Carry over every line of the data from the one containing "tag the fender flare, one point per instance." through the end of the data, inclusive, and add 117 to both coordinates in each answer point. Leave the coordinates on the "Each point like" lines unchanged.

→ The records:
+++

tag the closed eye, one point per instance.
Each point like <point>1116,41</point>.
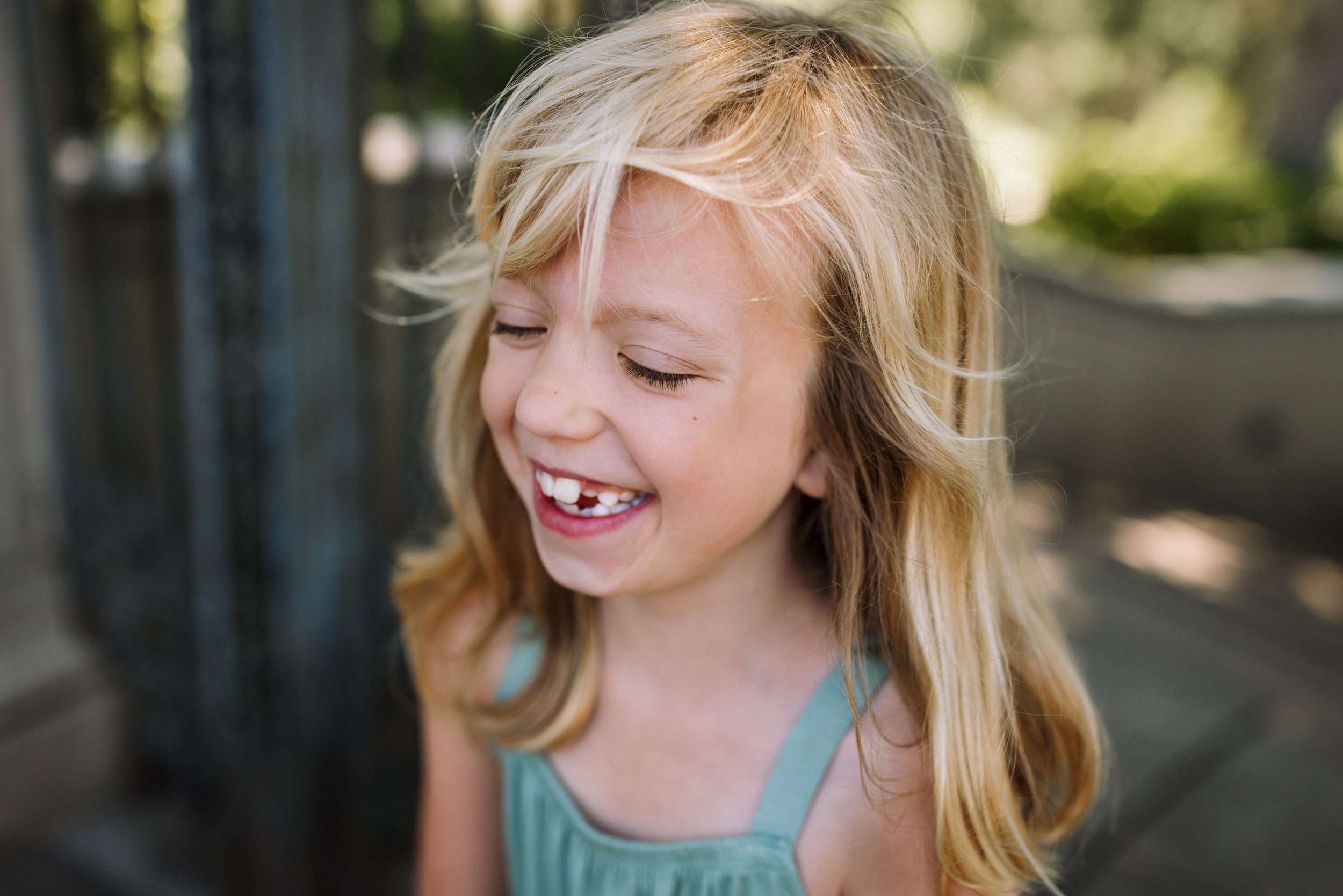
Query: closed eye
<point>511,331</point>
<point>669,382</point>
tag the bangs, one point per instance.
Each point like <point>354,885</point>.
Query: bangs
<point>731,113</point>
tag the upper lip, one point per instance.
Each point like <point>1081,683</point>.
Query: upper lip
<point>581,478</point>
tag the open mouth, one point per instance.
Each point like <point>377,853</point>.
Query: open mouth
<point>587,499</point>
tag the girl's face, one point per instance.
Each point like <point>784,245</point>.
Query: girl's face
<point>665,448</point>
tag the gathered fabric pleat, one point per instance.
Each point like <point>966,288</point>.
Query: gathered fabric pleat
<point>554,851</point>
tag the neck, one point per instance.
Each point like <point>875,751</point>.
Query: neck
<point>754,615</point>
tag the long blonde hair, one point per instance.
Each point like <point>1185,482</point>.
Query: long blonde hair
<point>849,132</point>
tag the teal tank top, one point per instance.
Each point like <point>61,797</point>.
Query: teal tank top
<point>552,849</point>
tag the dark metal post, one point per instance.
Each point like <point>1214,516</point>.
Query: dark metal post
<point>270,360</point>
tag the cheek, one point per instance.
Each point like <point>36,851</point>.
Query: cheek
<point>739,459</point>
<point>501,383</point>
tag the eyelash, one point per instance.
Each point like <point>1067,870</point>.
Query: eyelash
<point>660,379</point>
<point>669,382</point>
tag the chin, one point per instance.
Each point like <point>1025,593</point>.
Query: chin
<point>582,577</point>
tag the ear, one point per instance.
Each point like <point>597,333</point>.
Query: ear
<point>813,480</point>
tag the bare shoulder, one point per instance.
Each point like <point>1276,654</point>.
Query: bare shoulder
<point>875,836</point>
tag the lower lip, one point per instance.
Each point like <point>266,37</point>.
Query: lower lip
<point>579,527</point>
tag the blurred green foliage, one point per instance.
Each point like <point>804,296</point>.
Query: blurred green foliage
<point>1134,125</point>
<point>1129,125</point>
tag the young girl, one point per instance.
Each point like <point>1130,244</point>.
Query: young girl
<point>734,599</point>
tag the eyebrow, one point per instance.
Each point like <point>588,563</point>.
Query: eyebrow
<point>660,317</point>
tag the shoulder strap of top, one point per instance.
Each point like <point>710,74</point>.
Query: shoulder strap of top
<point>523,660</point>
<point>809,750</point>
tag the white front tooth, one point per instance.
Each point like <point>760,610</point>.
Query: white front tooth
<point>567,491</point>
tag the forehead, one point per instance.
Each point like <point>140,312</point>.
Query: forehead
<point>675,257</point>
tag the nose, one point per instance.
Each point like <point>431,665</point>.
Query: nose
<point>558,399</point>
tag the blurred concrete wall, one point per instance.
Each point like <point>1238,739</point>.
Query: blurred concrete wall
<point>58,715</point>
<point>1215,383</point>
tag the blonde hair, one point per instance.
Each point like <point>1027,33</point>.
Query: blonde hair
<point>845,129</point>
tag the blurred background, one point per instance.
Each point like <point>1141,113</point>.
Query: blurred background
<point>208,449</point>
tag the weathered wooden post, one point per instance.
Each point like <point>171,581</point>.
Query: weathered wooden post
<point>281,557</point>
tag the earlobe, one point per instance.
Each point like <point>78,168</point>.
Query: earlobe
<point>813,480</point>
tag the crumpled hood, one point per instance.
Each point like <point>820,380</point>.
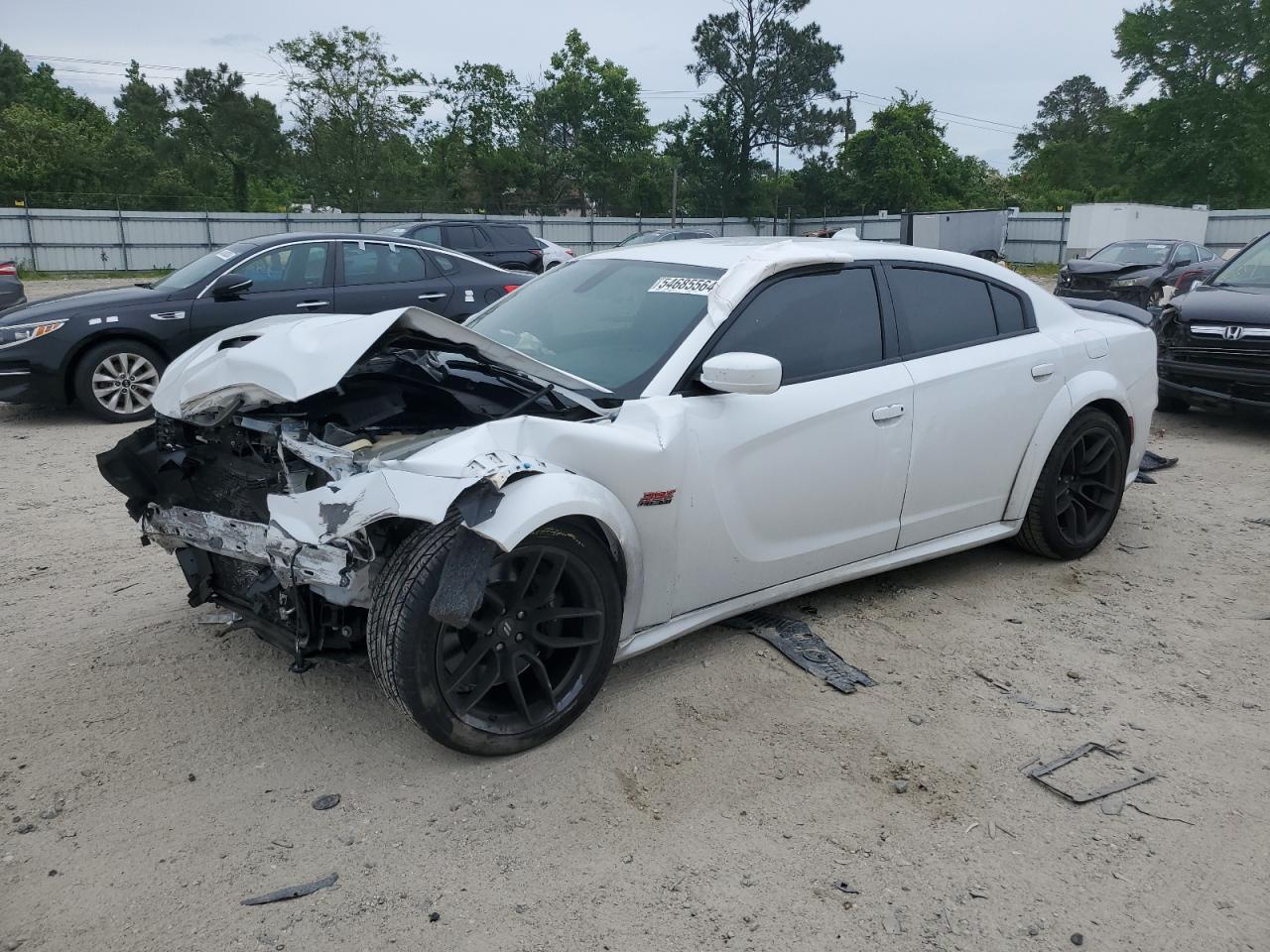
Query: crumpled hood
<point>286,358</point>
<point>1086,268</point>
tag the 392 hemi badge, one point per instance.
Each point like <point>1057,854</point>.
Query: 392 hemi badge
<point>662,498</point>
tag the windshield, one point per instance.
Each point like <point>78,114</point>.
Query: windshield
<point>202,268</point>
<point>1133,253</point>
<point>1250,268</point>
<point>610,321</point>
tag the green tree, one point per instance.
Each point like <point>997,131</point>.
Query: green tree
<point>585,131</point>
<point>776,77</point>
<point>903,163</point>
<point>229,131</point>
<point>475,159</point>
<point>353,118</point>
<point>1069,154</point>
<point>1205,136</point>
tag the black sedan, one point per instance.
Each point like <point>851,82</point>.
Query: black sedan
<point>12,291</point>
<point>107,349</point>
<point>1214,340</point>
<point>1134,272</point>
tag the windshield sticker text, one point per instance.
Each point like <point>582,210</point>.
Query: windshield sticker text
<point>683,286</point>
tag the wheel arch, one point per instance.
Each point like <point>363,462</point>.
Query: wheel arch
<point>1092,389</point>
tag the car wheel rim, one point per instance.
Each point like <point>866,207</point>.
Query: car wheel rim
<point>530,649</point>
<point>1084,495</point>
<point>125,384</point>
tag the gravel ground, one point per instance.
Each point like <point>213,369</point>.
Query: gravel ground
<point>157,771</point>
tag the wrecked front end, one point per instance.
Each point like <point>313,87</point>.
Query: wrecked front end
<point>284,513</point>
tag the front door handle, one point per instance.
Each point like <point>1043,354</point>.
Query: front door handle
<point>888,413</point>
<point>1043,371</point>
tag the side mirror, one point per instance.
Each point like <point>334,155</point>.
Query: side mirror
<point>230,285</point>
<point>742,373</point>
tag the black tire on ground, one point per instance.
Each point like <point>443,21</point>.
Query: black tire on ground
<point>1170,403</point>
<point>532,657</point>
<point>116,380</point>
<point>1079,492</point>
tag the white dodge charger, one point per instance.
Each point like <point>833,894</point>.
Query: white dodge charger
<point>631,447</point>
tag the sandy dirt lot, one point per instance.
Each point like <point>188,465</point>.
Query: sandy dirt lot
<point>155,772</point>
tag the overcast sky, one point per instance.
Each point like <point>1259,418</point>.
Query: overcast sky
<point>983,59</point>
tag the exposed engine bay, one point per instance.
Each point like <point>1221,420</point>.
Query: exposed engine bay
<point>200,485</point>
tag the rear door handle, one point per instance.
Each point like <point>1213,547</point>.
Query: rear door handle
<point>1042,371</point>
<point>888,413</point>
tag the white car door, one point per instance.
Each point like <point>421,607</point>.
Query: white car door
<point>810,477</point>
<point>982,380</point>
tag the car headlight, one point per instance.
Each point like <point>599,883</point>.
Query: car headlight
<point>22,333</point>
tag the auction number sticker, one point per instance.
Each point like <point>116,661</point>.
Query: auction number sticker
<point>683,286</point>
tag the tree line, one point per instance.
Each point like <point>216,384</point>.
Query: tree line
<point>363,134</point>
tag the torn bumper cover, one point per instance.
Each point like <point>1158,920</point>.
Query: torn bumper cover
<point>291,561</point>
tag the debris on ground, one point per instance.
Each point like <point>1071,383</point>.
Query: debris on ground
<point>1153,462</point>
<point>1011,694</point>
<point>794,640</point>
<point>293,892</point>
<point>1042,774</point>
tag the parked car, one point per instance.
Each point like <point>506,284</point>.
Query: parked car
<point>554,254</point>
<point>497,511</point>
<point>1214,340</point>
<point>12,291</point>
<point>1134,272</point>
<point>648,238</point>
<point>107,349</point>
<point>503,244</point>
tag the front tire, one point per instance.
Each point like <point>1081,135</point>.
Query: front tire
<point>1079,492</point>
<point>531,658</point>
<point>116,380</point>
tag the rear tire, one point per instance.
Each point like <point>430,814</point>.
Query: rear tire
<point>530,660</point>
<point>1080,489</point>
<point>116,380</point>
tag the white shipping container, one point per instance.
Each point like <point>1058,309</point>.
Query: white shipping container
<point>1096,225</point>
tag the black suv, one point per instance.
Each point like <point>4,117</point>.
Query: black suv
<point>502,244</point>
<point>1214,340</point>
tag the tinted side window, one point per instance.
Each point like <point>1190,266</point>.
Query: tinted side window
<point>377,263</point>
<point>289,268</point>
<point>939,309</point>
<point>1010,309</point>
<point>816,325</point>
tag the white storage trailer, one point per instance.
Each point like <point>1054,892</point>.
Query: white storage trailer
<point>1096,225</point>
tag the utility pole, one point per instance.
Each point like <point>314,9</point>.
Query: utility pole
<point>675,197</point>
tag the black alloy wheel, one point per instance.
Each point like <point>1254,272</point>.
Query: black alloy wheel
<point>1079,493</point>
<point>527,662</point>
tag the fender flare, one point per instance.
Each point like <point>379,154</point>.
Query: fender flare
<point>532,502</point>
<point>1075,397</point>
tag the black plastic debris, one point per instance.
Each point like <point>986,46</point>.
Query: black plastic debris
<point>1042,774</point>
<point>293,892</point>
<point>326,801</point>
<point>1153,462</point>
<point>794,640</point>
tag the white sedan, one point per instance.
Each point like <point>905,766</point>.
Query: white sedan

+++

→ Task result:
tag the fender flare, one point per instance.
Each point like <point>379,154</point>.
Query: fender flare
<point>649,619</point>
<point>1192,514</point>
tag the black plastic debris, one point per instance.
Each point like <point>986,46</point>.
Query: black plastic debris
<point>1159,891</point>
<point>410,1009</point>
<point>443,918</point>
<point>1270,579</point>
<point>911,757</point>
tag the white sedan, one point per instance.
Each point like <point>905,766</point>.
Query: white sedan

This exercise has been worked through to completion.